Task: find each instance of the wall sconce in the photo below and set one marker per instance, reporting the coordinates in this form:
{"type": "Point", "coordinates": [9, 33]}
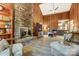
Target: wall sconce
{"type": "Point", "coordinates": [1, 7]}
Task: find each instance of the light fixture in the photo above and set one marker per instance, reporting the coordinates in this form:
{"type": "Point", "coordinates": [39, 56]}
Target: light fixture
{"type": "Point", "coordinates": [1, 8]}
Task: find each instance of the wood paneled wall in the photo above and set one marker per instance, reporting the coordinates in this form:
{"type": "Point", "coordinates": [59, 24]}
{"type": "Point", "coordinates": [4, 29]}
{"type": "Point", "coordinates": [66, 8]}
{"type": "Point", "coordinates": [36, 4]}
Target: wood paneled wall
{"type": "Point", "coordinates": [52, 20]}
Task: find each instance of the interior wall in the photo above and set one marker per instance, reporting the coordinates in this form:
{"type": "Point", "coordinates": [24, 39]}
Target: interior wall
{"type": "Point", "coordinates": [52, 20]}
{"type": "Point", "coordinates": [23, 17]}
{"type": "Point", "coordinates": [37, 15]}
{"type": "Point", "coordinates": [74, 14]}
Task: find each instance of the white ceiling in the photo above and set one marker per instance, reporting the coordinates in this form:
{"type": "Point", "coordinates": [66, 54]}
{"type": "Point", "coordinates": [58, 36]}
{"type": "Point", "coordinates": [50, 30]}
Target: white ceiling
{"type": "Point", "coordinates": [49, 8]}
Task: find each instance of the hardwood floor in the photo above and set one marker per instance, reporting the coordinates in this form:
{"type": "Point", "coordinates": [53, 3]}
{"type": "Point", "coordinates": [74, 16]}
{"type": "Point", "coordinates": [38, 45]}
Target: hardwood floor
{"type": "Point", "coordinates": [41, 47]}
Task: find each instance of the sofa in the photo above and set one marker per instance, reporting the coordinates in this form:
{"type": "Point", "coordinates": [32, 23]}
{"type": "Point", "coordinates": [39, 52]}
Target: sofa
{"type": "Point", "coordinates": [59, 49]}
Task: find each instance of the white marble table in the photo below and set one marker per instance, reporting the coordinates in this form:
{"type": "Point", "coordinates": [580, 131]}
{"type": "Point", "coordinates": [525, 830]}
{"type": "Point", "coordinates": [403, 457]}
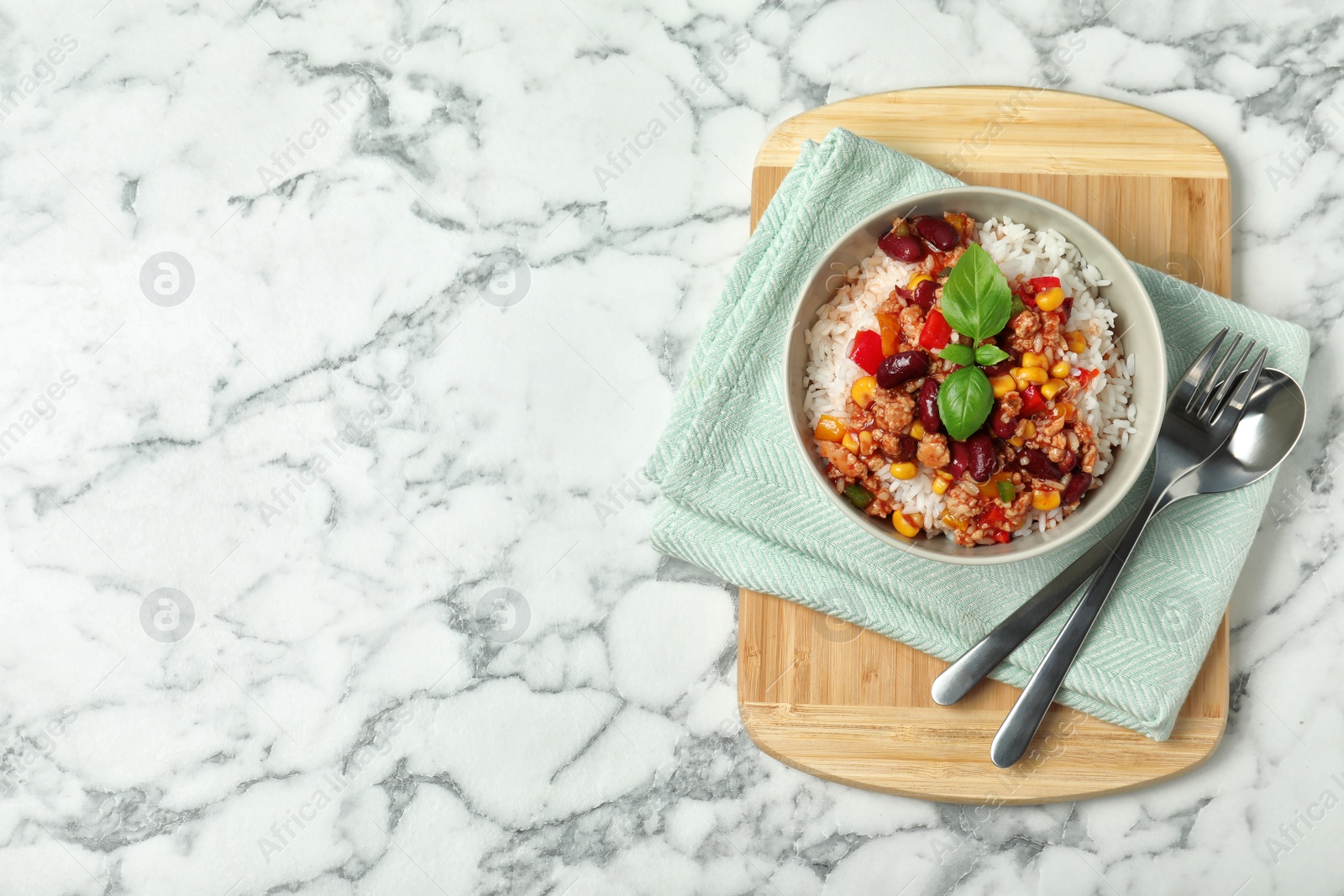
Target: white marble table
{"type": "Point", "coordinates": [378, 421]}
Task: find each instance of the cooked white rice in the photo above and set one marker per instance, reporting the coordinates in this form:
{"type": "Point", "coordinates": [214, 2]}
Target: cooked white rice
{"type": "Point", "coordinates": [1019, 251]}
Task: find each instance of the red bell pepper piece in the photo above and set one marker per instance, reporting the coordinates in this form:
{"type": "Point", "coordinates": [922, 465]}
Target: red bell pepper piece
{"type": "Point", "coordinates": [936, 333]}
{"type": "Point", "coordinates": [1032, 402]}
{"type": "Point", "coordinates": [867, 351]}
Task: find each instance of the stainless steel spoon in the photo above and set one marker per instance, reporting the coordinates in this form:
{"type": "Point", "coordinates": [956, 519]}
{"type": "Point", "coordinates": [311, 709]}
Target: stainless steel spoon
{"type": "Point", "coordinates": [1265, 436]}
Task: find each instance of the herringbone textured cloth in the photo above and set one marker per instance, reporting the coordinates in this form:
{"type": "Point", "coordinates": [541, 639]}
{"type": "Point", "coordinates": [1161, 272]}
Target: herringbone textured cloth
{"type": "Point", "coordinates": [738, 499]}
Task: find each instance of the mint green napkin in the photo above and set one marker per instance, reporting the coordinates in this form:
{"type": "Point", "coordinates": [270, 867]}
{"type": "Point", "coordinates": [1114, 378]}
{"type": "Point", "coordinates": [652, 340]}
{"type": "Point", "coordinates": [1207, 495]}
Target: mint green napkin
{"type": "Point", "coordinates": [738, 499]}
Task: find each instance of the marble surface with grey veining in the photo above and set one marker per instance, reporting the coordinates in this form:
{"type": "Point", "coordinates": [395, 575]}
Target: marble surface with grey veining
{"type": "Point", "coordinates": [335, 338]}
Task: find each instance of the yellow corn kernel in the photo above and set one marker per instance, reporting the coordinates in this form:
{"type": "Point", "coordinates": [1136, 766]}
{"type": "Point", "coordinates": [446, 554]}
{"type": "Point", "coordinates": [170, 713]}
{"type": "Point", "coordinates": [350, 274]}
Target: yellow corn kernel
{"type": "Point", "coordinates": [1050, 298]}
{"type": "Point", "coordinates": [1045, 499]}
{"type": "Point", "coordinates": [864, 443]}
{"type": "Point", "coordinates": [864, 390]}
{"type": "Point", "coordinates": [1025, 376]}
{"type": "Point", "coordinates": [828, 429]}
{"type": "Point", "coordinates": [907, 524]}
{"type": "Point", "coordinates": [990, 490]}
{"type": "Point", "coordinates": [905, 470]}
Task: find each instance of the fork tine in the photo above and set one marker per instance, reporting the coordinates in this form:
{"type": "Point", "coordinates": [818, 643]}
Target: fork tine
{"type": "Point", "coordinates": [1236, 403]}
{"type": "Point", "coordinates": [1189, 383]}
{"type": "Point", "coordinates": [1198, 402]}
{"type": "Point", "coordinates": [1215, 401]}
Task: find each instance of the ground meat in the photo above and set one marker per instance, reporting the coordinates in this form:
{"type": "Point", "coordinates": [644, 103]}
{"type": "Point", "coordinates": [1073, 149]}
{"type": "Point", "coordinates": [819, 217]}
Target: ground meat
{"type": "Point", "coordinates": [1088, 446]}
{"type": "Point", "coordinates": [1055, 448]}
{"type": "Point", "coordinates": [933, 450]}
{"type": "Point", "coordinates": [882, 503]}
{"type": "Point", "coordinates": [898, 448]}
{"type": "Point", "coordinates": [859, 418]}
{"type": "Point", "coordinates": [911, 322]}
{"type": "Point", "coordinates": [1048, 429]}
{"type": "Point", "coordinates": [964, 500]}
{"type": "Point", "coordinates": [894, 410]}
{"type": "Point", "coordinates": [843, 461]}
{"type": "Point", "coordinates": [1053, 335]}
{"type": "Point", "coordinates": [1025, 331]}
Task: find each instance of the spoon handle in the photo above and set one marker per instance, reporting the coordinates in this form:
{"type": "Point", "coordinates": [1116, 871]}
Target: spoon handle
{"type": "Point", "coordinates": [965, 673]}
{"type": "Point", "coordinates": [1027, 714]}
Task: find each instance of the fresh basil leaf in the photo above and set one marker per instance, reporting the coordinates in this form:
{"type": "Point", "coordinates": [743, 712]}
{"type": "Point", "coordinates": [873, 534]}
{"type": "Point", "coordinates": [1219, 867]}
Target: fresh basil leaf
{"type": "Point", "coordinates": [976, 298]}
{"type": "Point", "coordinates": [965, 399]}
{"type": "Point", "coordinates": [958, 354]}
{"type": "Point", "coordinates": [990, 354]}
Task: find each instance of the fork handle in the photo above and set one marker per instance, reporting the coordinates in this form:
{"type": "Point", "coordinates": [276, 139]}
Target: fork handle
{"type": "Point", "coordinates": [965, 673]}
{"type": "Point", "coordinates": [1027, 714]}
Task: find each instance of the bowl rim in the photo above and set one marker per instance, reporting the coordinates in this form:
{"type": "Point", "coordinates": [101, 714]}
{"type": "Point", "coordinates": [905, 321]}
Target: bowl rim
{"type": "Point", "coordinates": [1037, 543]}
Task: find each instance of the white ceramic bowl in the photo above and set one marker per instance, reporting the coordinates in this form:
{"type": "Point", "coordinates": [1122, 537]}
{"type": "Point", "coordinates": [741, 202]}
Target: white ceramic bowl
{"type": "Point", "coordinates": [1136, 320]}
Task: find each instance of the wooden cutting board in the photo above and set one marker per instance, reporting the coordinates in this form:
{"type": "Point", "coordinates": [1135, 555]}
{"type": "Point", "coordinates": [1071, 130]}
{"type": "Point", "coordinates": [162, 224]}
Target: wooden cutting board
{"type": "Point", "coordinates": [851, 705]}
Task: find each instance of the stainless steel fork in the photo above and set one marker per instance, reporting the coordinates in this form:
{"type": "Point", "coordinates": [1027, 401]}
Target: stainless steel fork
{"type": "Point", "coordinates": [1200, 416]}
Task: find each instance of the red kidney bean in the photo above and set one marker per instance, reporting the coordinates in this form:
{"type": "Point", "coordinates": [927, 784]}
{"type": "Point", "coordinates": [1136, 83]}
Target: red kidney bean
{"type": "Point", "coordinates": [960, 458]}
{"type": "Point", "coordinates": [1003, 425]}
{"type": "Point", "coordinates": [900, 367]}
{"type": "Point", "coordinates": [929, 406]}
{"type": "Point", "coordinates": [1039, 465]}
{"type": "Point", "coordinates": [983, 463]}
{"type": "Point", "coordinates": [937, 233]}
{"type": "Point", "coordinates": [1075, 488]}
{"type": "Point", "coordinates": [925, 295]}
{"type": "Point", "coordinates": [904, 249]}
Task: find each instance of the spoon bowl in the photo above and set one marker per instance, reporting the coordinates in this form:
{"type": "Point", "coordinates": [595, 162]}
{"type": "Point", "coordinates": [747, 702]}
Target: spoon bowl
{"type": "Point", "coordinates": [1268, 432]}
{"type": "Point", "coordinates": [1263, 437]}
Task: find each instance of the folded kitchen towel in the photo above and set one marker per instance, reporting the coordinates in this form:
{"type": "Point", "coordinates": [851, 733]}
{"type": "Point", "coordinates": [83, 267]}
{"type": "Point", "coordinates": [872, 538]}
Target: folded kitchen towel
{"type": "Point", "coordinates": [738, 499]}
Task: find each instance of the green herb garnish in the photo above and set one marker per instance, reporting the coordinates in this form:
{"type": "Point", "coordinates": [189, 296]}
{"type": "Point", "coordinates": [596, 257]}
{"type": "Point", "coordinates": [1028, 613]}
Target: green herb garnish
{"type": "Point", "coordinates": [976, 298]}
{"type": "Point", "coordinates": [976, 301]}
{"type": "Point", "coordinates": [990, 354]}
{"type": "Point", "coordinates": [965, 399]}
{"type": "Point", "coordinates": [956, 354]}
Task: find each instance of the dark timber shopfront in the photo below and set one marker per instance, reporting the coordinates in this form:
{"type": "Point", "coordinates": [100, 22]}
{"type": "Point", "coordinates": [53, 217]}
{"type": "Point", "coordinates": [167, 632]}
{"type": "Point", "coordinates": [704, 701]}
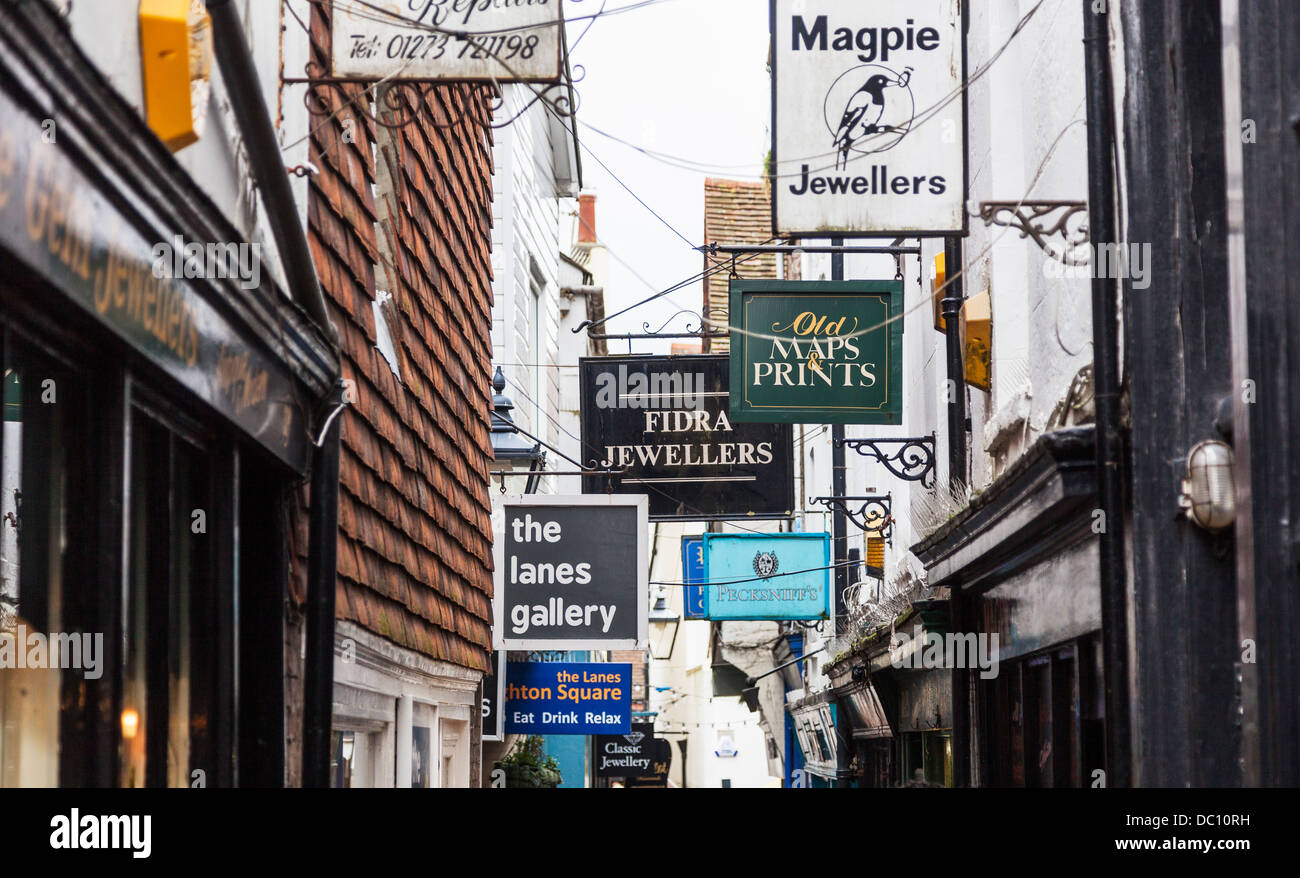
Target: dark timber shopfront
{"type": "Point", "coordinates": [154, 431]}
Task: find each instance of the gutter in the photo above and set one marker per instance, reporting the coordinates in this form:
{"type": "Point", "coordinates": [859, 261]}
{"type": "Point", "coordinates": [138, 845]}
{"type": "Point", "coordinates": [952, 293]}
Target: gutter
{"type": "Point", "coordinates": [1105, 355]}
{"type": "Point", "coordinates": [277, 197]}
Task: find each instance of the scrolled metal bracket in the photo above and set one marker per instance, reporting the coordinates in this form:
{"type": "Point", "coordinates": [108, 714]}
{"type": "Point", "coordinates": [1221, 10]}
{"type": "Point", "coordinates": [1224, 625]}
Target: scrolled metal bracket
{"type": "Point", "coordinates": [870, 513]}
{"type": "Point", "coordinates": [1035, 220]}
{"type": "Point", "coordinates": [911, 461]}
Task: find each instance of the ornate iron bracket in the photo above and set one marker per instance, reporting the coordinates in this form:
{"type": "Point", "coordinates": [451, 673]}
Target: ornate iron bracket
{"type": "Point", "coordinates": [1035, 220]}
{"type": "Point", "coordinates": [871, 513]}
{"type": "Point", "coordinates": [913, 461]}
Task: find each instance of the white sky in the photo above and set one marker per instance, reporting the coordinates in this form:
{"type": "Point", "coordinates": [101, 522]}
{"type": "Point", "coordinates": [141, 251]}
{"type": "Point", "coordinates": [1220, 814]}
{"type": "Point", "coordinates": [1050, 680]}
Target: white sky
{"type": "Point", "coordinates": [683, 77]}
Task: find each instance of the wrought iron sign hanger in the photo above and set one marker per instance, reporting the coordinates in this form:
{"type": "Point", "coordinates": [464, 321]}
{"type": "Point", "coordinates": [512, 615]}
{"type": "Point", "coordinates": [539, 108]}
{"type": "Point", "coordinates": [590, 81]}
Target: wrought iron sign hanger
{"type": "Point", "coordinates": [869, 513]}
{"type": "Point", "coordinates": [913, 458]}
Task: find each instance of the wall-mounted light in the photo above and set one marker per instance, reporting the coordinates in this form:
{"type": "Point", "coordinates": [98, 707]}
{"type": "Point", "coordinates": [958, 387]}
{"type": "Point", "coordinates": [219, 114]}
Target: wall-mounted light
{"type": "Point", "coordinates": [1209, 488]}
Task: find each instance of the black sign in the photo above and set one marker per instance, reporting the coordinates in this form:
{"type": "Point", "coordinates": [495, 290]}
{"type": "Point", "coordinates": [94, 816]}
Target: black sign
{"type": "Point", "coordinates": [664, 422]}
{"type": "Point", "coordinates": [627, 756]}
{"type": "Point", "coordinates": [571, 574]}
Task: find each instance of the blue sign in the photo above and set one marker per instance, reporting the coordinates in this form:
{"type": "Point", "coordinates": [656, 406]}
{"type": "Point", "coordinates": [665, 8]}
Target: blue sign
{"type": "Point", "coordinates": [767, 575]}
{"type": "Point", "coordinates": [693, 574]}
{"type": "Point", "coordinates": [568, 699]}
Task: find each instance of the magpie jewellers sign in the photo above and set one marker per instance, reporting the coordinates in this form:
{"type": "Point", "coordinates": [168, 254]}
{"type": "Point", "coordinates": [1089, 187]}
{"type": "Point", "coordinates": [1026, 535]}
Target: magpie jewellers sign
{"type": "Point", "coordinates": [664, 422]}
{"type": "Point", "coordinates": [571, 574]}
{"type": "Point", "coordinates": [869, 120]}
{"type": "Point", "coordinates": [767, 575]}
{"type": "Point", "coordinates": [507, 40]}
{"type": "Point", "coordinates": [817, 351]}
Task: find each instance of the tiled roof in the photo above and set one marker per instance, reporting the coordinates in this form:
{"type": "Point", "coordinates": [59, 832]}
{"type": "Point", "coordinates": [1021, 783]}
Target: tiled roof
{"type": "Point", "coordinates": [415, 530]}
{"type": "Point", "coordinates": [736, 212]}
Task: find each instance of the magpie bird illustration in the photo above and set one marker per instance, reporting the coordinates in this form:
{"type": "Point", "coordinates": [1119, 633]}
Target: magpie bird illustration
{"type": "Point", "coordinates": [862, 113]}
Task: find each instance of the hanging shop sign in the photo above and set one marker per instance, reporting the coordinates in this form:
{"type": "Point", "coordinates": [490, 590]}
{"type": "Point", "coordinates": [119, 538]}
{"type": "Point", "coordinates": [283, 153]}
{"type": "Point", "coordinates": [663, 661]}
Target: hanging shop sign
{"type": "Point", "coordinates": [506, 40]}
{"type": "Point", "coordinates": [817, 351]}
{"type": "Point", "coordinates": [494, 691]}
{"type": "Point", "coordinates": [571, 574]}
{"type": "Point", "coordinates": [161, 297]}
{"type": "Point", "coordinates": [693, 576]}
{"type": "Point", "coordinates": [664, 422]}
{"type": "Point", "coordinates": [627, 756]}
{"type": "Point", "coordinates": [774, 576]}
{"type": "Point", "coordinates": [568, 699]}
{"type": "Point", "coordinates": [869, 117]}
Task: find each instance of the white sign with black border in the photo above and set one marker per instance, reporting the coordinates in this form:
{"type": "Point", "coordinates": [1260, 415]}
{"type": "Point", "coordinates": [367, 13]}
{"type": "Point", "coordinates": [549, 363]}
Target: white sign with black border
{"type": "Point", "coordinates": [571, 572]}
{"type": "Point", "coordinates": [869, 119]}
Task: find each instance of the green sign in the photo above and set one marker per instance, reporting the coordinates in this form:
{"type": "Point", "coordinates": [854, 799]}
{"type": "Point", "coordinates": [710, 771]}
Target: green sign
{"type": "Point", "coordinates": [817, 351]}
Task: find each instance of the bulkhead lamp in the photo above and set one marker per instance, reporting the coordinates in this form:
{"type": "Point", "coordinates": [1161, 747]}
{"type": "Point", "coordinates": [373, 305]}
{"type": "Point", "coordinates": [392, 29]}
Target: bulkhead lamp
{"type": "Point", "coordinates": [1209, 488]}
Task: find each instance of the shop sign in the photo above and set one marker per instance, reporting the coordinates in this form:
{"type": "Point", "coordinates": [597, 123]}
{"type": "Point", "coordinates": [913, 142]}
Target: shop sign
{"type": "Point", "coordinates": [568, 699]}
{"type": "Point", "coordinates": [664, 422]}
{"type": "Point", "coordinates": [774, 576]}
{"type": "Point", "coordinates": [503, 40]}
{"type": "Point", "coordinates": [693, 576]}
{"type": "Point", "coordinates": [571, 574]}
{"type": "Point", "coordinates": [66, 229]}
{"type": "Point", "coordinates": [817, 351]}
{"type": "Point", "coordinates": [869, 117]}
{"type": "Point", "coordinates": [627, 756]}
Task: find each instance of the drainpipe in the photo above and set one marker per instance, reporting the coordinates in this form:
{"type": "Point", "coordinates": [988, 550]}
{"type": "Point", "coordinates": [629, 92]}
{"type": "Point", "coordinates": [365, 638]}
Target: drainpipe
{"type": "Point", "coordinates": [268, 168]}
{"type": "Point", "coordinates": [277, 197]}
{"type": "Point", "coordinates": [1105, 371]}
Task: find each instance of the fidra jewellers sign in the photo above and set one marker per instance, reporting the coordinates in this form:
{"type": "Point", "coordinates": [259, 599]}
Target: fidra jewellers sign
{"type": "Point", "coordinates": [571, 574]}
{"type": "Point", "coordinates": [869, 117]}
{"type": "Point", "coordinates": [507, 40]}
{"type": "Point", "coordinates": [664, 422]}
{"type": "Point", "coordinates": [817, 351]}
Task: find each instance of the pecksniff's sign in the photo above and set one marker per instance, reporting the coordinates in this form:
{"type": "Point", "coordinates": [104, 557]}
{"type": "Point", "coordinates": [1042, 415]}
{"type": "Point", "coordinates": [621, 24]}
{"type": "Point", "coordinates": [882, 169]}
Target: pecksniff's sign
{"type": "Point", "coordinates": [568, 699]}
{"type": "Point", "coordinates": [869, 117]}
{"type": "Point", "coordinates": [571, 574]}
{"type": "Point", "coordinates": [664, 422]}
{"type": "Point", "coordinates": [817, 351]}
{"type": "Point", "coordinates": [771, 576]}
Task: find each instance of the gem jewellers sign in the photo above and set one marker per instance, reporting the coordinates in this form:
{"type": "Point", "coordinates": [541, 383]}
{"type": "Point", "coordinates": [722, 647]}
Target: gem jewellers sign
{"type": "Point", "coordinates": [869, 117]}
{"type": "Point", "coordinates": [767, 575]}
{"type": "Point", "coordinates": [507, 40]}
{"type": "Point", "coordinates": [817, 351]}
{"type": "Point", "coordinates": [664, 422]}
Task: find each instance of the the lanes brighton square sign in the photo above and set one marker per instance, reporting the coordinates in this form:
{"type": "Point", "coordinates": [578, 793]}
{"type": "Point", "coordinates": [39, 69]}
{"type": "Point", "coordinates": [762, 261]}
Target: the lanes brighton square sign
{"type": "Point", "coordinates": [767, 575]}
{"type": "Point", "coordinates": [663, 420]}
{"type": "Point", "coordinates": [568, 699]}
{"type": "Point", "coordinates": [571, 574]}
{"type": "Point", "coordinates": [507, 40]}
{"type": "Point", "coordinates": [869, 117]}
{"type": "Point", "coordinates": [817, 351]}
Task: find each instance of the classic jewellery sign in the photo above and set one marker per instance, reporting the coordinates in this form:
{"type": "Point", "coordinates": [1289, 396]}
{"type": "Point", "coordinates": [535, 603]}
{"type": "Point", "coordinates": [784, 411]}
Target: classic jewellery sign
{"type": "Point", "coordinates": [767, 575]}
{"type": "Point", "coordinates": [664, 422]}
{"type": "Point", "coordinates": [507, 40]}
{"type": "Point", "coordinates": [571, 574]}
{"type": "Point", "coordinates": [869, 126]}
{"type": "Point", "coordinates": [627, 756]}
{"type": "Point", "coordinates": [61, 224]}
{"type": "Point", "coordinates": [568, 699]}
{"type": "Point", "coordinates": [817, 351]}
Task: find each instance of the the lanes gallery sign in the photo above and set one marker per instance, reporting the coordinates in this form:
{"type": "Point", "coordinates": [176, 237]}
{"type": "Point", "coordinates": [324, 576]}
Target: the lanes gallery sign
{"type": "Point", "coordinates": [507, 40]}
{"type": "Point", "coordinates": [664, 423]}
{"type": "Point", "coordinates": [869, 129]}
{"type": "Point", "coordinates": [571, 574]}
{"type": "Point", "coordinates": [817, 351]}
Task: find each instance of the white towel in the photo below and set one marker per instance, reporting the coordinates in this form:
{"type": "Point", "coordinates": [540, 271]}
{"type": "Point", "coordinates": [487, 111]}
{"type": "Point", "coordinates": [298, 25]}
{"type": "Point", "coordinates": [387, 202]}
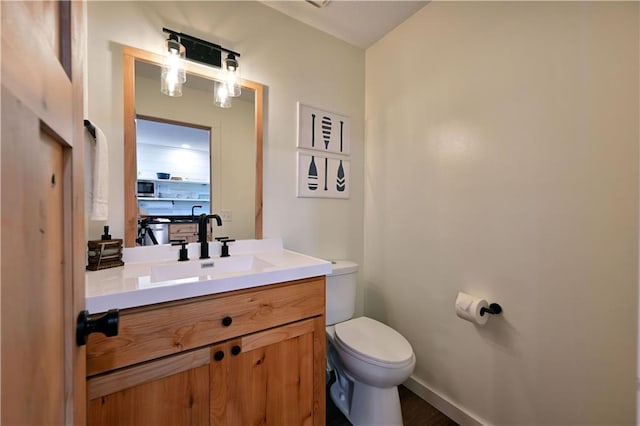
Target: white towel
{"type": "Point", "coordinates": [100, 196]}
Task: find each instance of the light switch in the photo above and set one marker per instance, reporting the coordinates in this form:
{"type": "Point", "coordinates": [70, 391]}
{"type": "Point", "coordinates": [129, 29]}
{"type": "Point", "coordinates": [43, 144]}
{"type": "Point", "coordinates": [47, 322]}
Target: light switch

WHAT YOU SHOULD DO: Take the line with "Task: find each instance of the the lanes gallery" as the first line and the last line of the records above as the final one; reproduce exactly the lines between them, both included, without pictures.

REPLY TO THE EXERCISE:
Task: find each instance of the the lanes gallery sign in the photo above and set one marker per instance, reporting the coordinates in this form:
{"type": "Point", "coordinates": [176, 237]}
{"type": "Point", "coordinates": [324, 576]}
Target: the lanes gallery sign
{"type": "Point", "coordinates": [507, 40]}
{"type": "Point", "coordinates": [664, 423]}
{"type": "Point", "coordinates": [869, 129]}
{"type": "Point", "coordinates": [571, 574]}
{"type": "Point", "coordinates": [817, 351]}
Task: find each instance of the white towel in the photo below and set one marker per instance, reporting the coordinates in this form:
{"type": "Point", "coordinates": [540, 271]}
{"type": "Point", "coordinates": [487, 111]}
{"type": "Point", "coordinates": [298, 25]}
{"type": "Point", "coordinates": [387, 202]}
Target: white towel
{"type": "Point", "coordinates": [100, 196]}
Task: find each instance of the light switch in the photo above and set one marker per instance, reporting the coordinates in this form:
{"type": "Point", "coordinates": [70, 391]}
{"type": "Point", "coordinates": [129, 29]}
{"type": "Point", "coordinates": [43, 144]}
{"type": "Point", "coordinates": [47, 322]}
Target: light switch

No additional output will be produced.